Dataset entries
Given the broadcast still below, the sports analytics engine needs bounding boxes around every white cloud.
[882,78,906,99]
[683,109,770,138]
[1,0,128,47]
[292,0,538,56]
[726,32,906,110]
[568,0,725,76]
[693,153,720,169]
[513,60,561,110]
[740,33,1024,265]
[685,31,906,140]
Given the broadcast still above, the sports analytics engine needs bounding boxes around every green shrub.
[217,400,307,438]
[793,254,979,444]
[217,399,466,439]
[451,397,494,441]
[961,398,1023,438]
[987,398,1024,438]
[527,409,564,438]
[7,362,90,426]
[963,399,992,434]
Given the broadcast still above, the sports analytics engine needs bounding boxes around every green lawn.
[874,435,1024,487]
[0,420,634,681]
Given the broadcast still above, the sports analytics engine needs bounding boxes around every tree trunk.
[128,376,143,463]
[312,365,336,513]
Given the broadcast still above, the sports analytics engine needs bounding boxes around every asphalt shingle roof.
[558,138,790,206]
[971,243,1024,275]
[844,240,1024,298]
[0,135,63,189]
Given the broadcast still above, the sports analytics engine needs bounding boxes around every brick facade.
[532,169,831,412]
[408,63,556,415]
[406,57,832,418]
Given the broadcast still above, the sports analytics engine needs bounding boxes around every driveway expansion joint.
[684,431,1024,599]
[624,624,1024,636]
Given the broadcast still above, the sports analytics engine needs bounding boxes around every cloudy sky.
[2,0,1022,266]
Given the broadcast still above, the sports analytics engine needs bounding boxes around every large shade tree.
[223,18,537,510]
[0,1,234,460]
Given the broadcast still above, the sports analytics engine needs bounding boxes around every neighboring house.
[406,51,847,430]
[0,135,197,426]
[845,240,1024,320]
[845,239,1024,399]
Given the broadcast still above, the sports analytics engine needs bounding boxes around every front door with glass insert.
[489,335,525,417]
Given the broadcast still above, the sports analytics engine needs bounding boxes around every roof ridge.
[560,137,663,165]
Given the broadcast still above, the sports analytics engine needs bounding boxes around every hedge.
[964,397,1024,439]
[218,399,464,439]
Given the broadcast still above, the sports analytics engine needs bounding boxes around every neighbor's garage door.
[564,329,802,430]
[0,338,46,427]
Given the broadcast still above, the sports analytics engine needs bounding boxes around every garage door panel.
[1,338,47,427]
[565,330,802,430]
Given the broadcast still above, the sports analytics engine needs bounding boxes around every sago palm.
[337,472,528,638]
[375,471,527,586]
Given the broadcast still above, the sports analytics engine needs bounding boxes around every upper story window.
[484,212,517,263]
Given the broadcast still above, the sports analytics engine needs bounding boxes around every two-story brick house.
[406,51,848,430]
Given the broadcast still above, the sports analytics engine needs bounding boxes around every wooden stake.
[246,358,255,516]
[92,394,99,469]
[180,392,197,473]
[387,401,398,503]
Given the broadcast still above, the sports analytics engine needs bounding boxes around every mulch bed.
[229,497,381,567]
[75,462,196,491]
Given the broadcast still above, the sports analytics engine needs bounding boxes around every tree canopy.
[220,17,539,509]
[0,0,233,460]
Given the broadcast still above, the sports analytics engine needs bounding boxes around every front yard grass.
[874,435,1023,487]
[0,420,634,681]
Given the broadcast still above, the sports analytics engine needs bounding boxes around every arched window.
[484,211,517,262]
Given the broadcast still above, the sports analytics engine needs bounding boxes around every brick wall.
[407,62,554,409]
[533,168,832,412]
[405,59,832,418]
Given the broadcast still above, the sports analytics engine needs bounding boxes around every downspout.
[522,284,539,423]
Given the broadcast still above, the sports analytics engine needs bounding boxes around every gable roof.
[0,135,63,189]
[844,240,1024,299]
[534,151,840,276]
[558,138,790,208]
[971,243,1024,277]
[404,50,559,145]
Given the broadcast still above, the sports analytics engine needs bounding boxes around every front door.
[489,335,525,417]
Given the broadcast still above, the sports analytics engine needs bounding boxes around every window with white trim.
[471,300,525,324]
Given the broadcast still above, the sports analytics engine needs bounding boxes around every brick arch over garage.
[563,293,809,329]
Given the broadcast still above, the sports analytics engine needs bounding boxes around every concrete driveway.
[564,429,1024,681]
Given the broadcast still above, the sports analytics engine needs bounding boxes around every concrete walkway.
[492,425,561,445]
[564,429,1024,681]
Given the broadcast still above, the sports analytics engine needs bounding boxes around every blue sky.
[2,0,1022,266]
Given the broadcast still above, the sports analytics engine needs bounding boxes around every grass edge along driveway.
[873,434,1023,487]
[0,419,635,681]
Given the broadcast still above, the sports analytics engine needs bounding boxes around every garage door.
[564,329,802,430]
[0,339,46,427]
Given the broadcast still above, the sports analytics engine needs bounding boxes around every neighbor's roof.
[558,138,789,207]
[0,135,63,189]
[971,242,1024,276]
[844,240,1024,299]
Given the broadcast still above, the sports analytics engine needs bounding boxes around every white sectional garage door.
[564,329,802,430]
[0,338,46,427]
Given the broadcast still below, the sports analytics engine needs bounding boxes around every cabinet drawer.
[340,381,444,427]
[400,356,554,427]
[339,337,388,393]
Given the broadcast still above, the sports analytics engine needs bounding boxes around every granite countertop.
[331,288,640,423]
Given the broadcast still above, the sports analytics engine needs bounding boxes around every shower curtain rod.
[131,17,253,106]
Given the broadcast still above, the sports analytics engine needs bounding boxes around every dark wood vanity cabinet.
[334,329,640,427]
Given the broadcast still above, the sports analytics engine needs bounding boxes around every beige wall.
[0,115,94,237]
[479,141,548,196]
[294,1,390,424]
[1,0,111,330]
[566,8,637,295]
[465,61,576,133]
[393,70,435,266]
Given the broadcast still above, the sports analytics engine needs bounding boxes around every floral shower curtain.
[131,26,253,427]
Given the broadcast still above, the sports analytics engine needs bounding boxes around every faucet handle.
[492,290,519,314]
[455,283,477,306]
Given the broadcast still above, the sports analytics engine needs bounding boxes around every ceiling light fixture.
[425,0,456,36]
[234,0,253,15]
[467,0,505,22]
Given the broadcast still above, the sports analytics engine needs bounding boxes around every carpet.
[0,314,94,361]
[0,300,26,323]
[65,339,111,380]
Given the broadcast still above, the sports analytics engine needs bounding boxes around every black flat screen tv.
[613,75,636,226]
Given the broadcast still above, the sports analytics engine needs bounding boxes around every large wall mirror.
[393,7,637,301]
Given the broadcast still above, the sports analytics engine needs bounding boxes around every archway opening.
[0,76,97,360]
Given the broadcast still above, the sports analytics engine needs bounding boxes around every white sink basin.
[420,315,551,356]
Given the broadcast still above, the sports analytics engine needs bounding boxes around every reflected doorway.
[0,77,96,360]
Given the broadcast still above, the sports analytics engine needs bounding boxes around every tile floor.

Activity >>
Go through the records above and write each one out again exactly.

Task solution >>
Given the broadcast still below, the sports analytics engine needs bounding boxes around every white cloud.
[882,78,906,99]
[683,109,770,138]
[1,0,128,47]
[292,0,538,56]
[726,32,906,110]
[568,0,725,76]
[693,153,720,169]
[513,60,561,110]
[740,33,1024,265]
[685,31,906,140]
Given the broadcast still above, the sports analytics engine needs bounding boxes around every green shrub.
[217,400,307,438]
[793,254,979,444]
[217,399,466,439]
[451,397,494,441]
[961,398,1023,438]
[987,398,1024,438]
[527,409,564,438]
[7,362,90,426]
[963,399,992,434]
Given the broadcast still above, the sports analytics engine needs bounding boxes around every green lawn.
[874,435,1024,487]
[0,420,634,681]
Given the broadcast still above, the sports analytics engine needs bounding boxes around every tree trunk.
[128,376,143,463]
[312,365,336,513]
Given the broadcast still above, the sports analytics engine needs bounding boxes around every asphalt shingle roof.
[558,138,790,206]
[971,243,1024,275]
[844,240,1024,298]
[0,135,63,189]
Given the broadcast still above, the sports analytics engine needs bounding boxes around every brick facade.
[532,169,831,412]
[408,63,556,415]
[406,57,832,418]
Given the broadcast still above, the sports analytics engine needs bounding boxes around every driveway expansion joint.
[684,431,1024,599]
[624,624,1024,636]
Given the broadcast still above, the sports analytics engine needs bounding boxes around every cloudy sky.
[2,0,1022,266]
Given the broadcast still above, the sports analytics engine needs bounding boxes around every large shade tree.
[223,18,537,510]
[0,1,234,460]
Given the broadcast still above, the sports analytics engine needs bounding boxes around every neighboring house.
[406,51,847,430]
[0,135,197,426]
[845,240,1024,320]
[845,239,1024,399]
Given the broadcast still above, the sports analytics engine needs bounding boxes around every front door with glass insert.
[489,335,525,417]
Given the broadcast still above, the sports analytics engine needs bounding boxes around every roof ridge.
[560,137,663,165]
Given the broadcast still above, the sports analytics engine needs bounding boxes around every hedge.
[964,397,1024,439]
[218,399,464,439]
Given the broadcast still above, the sports analytics engine needs bounding boxes around every neighbor's garage door.
[564,329,802,430]
[0,338,46,427]
Given the broadcast still above, the sports analytics engine needs bounding boxes around every garage door panel.
[1,338,47,427]
[565,330,802,430]
Given the broadcast still above, the sports analytics engine needs bounding boxes around every sago palm.
[337,472,528,638]
[375,471,527,586]
Given the broadcast still above, the sports analytics engine needs bounding boxes around every upper story window.
[484,212,517,263]
Given the broadcast still above, the sports analytics engine needs bounding boxes around every two-story brick house.
[406,51,848,430]
Given the broadcast still above, the sports analytics engine needs bounding boxes around every wooden stake.
[246,358,255,516]
[92,394,99,469]
[180,392,197,473]
[387,401,398,503]
Given the broadcast still above, the sports analytics engine needs bounding boxes around every mulch bed.
[229,497,381,567]
[75,462,196,491]
Given the broadcast still above, the sports analytics engine needs bounding boxes around every tree canopy.
[220,17,539,509]
[0,0,233,460]
Given the broadcast still above, the sports analytics engine needs bounding boxes around every front yard grass.
[874,435,1023,487]
[0,420,634,681]
Given the broadcast still above, the sports analytics engine needs bounding boxes around every arched window.
[484,211,517,262]
Given the broadcast still above, the sports analytics engine needs bounding boxes around every brick wall.
[407,62,554,409]
[533,168,832,412]
[405,59,832,418]
Given the broadcast still above, the sports analytics engine needs bounding boxes around every downspout.
[522,284,539,423]
Given the broadcast still above, the sports analytics engine needs bounding boxes around every gable roof.
[0,135,63,189]
[844,240,1024,299]
[534,151,840,276]
[558,138,790,208]
[971,243,1024,277]
[404,50,559,145]
Given the broadcast still above, the sports analytics engine needs bounding boxes around every front door.
[489,335,525,417]
Given the broadcast still above, the sports analytics engine needs bounding boxes around every window with white trim.
[471,300,525,324]
Given the broadcast still above, the sports analytics engine needs bounding boxes around every brick arch over garage.
[563,293,809,329]
Given the broadcast still above, the sports analytics engine needs bounding boxes around every concrete driveway.
[564,429,1024,681]
Given the broadcast still above, the sports analytics engine needs bounding boxes around every concrete walkway.
[492,425,561,445]
[564,429,1024,681]
Given the broadcast still above, the sports analytics engine needs bounding boxes around every blue sky.
[2,0,1022,266]
Given the broadcast still above, the sports analytics engine needs bounding boxes around every grass edge along driveway.
[873,434,1023,487]
[0,419,635,681]
Given the broadcast still above, the sports analytics engine needs bounding boxes around every garage door.
[564,329,802,430]
[0,339,46,427]
Given the broadcast still above, the sports analytics engine needs bounding boxes around every neighbor's roof.
[558,138,789,207]
[0,135,63,189]
[971,242,1024,276]
[844,240,1024,299]
Given the broadcast still above, the sports analytics engine needs bounding boxes around every white sectional garage door.
[564,329,802,430]
[0,338,46,427]
Given the broadcast still below, the sports analytics engine needs bounding boxes around every cabinet drawer.
[340,381,444,427]
[400,356,554,427]
[339,337,388,393]
Given the broadcast still above, the sports analytics engine needs bounding boxes around every granite countertop.
[331,288,640,423]
Given the broadcast still above, the sports analytics engine needs bounding boxes around every shower curtain rod.
[131,17,253,106]
Given the broadcast still above, the sports analytics engine needs bounding boxes around every dark wood vanity cabinet.
[334,329,640,427]
Given the broadcast still above, the sports analytics engine needs bounding boxes around every beige wall.
[0,115,94,237]
[479,141,548,196]
[294,1,390,424]
[1,0,111,330]
[566,8,637,295]
[465,61,576,133]
[393,70,435,266]
Given the broadcast still above, the sports analytics engine needs bounding boxes around every floral shower curtain.
[131,26,253,427]
Given the broadcast still above, the sports analytics engine needs bounding boxes around every faucet handle.
[492,290,519,314]
[455,283,477,306]
Given the broadcast still above, the sports analytics engine needs bounding boxes around every ceiling light fixture.
[425,0,456,36]
[234,0,253,15]
[467,0,505,22]
Given the broadcast still above, the sports analytics engine needs bounding boxes around every carpet.
[0,314,94,361]
[0,300,26,323]
[65,339,111,380]
Given the broadcast still above, the sports analytics engine needs bounding boxes around every black flat screen tv.
[613,75,636,226]
Given the broadcast still above, the sports analytics engine needs bounding boxes around every large wall mirror.
[393,7,637,301]
Given the broadcast still above, the sports analytics engine needs bounding boxes around every archway opening.
[0,76,97,360]
Given the broadcast still above, the sports analytics engine needs bounding boxes around every white sink basin.
[420,315,551,356]
Given the broadcast still above, the sports analytics engine needs bounding boxes around every reflected doorway.
[0,77,96,360]
Given the broadcast still above, the sports analytics engine needs bounding boxes around every tile floor.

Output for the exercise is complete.